PAGE:
The plaintiff and defendant both concur that no money was paid or consideration given at the time the note and mortgage were signed; but that they were executed for purposes other than what appeared on the face of the papers. The parties respectively were allowed to testify as to what these purposes were. The mother testified that the only purpose was to save harmless and indemnify Andrew for whatever sums he, as her surety, might have to pay,to Amelia, John, and Mary Jane ($160), and, as she said, ‘Tt was put $1,000, at Andy’s request, to prevent the Adams debt reaching out and seizing the home place.” And she declares that the contingent liabilities referred to were never incurred by Andrew, as he never paid anything of his own money on the debts for which he was surety ; and therefore the consideration had utterly failed, or, in other words, the contingency on which the mortgage was to be binding never arose, of which Andrew was so conscious that when requested to give up the note and mortgage, he always replied, “It will never come against you.” While, on the other hand, Andrew says that the mortgage was not only intended to indemnify him against what was due to Amelia, John, and Mary Jane, but covered his own claim against his mother for $205, making the actual consideration $665; and in respect to the remainder, in the words of his reply (after amendment): “Plaintiff had paid large sums of money for defendant to remove mortgage and judgment on the land, and he assumed other debts and liabilities for her, lawyer’s fees, and other things” — claiming that he had paid John and Amelia with his own money; that he had paid Mary Jane by board at the common table, and that he had incurred all the liabilities which the mortgage was intended to indemnify him against.

MATERIAL PROVIDED:
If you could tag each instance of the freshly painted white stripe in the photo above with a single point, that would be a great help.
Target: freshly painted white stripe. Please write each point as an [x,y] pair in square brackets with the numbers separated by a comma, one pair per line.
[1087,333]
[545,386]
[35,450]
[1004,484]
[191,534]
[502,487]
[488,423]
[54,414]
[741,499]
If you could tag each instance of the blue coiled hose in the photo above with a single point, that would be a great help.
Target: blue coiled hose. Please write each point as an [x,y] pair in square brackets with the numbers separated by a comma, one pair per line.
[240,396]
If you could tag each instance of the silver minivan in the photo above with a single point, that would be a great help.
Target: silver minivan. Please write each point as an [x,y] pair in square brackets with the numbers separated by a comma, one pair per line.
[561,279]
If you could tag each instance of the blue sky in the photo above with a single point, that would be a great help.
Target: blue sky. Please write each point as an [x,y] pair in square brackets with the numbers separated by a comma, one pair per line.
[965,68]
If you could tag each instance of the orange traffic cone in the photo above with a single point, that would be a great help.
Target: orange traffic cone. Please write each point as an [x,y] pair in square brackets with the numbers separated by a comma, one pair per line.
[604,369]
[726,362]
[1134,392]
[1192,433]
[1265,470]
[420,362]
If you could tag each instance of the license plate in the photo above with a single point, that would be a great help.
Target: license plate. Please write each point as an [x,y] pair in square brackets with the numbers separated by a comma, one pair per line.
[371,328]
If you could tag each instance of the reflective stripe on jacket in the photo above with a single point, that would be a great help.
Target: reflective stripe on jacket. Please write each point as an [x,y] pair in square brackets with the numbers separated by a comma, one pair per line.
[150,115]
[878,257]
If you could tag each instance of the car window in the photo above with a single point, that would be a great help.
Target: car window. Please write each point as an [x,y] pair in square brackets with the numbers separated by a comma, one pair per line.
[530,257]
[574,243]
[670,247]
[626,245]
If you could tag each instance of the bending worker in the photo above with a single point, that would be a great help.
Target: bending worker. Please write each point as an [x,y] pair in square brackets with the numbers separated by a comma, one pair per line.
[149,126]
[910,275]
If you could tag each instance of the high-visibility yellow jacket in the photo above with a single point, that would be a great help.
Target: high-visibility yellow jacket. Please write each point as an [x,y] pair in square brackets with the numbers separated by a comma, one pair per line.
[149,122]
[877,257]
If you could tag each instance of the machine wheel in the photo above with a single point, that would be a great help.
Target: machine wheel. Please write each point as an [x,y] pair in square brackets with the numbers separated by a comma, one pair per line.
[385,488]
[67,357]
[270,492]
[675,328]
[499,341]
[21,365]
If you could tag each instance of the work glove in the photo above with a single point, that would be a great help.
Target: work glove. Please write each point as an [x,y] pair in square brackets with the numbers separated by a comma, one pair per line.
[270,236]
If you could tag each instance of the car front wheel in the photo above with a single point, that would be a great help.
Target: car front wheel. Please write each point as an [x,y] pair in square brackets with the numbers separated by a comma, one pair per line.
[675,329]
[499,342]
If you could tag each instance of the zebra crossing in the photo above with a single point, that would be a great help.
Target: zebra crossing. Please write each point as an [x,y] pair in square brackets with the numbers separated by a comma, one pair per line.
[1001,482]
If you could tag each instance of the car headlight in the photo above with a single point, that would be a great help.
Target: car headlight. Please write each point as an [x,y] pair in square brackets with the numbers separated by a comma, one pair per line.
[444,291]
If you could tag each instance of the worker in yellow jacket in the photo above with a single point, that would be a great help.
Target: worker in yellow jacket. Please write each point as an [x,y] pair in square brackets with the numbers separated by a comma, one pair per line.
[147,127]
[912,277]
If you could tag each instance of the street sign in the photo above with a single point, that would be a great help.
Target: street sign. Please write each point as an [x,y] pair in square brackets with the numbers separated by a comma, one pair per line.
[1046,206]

* * *

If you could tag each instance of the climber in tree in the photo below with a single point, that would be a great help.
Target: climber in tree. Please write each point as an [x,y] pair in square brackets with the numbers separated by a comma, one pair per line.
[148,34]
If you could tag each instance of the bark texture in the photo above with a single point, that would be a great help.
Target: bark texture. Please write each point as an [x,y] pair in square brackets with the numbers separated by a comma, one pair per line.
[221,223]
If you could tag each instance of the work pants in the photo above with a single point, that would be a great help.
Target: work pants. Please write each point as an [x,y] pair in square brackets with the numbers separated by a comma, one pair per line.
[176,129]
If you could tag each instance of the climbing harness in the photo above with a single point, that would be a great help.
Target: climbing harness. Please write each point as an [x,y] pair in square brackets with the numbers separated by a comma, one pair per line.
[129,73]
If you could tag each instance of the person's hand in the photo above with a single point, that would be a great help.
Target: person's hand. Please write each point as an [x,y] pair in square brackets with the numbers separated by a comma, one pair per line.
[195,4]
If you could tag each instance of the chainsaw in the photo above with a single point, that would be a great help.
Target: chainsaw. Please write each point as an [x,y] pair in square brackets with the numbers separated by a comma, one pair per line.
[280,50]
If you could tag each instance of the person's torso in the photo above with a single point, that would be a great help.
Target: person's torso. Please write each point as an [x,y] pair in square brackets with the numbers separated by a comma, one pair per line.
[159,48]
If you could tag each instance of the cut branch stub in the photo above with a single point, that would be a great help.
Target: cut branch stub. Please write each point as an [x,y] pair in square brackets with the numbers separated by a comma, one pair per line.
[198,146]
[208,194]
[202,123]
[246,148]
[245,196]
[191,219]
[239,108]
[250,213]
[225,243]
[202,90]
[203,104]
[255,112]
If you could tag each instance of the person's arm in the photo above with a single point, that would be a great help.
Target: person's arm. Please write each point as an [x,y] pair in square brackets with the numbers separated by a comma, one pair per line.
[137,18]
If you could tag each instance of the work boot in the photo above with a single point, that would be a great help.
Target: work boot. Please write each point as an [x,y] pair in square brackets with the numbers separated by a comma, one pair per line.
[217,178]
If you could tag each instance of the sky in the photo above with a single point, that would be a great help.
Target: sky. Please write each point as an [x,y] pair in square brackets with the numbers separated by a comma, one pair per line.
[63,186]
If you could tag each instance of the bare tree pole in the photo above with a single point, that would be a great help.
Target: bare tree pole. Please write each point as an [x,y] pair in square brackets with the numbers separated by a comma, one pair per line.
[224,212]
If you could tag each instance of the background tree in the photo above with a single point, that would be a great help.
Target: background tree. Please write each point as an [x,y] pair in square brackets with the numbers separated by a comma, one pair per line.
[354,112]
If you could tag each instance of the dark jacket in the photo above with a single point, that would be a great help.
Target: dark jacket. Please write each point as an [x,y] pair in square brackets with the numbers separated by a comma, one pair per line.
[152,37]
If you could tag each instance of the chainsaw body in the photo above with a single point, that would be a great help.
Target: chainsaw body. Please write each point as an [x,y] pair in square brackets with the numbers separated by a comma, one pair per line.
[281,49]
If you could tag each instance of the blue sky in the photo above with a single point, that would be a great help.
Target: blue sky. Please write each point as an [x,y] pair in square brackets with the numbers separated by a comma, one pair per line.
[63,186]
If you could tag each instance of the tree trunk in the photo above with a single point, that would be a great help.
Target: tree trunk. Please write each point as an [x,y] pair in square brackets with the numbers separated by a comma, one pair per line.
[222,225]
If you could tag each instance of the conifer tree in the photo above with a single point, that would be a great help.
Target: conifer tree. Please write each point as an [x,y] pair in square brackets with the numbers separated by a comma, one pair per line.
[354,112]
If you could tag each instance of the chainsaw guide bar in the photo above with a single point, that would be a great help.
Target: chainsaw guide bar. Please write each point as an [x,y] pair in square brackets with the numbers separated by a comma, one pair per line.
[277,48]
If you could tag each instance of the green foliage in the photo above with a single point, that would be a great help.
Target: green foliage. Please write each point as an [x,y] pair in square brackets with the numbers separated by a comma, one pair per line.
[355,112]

WRITTEN TASK 1: Identify every line in the records that contains the string "visibility", and copy each of those lines.
WRITTEN TASK 2: Go on with the court passage about the disputed note and mortgage, picking up after its final sentence.
The court text and the records come from unrelated sources.

TASK RESULT 1:
If you could tag each instance of the high-visibility yellow jacket in the photo above with a single point, that would be a great help.
Target: high-visibility yellow jacket. Please write each point as an [x,y] pair in square brackets with the numbers separated by a comma, one pair per line.

TASK RESULT 2:
It was referred to M. J. Hough, Esq., as special referee, to take the testimony, determine the issues, and to report thereon. He took a small volume of testimony, and, after careful consider[319]*319ation and with some hesitation, he sustained the note and mortgage, and recommended foreclosure — holding, among other things, as follows : “On that day (January 27, 1879), defendant gave the note and mortgage in consideration that plaintiff would pay Amelia Jennings $205.37, John McAteer $50, and Mary Jane McAteer $205.37, making $460, and the consideration of the balance of note and mortgage was past services due him, and that he was to assume ahd pay off whatever other indebtedness of his mother should then be outstanding,” &c. Both parties excepted to this report, and, after argument, Judge Hudson overruled the report and dismissed the complaint, saying: “A careful scrutiny of the plaintiff’s own testimony convinces me that his services in the management of the farm constituted no part of the consideration of the note. I am satisfied that the version of the transaction given by the mother and other witnesses is correct. Her only means of paying off the other distributees was from the products of the farm, and she was liable on a large security debt besides. Her eldest [youngest] son was her only manager, and expected so to continue. He and ,his mother and some younger members of the family were living together in harmony, and laboring together on the farm. * * * For eight years longer (after the mortgage), the plaintiff lived with his mother just as before, and had the free use of all crops made on the place, except what was consumed by the family, and what was expended in repairs and improvements. Making allowance for all this, there still remains to him the lion’s share, so to speak,” &c.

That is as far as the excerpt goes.